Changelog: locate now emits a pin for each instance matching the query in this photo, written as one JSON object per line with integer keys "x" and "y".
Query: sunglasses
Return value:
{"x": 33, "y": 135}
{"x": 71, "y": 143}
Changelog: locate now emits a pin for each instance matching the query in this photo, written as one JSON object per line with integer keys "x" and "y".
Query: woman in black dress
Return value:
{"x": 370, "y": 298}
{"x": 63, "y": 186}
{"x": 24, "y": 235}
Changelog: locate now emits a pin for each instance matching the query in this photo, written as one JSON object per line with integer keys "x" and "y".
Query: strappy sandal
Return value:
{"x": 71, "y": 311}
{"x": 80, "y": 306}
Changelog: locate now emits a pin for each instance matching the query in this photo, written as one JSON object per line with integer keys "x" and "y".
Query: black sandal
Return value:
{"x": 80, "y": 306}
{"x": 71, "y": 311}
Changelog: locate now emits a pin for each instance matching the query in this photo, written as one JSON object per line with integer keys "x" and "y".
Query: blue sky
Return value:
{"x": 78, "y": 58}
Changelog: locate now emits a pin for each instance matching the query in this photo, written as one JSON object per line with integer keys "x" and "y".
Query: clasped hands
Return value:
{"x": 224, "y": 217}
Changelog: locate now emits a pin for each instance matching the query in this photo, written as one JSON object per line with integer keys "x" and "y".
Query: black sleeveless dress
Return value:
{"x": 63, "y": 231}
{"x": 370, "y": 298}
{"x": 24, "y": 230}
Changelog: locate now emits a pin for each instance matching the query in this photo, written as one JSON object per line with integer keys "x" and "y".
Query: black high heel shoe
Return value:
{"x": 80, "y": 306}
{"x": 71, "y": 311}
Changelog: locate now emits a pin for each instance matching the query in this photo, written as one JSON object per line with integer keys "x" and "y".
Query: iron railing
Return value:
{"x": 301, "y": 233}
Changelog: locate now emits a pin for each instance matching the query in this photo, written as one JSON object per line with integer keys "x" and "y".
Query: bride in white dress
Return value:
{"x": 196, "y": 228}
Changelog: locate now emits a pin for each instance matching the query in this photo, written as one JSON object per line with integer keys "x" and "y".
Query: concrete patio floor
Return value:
━━━━━━━━━━
# WHAT THE TASK ASKS
When a line in the listing has the string "black" in it, return that line.

# PROBLEM SOLUTION
Query: woman in black dress
Query: black sandal
Query: black sleeveless dress
Query: black high heel shoe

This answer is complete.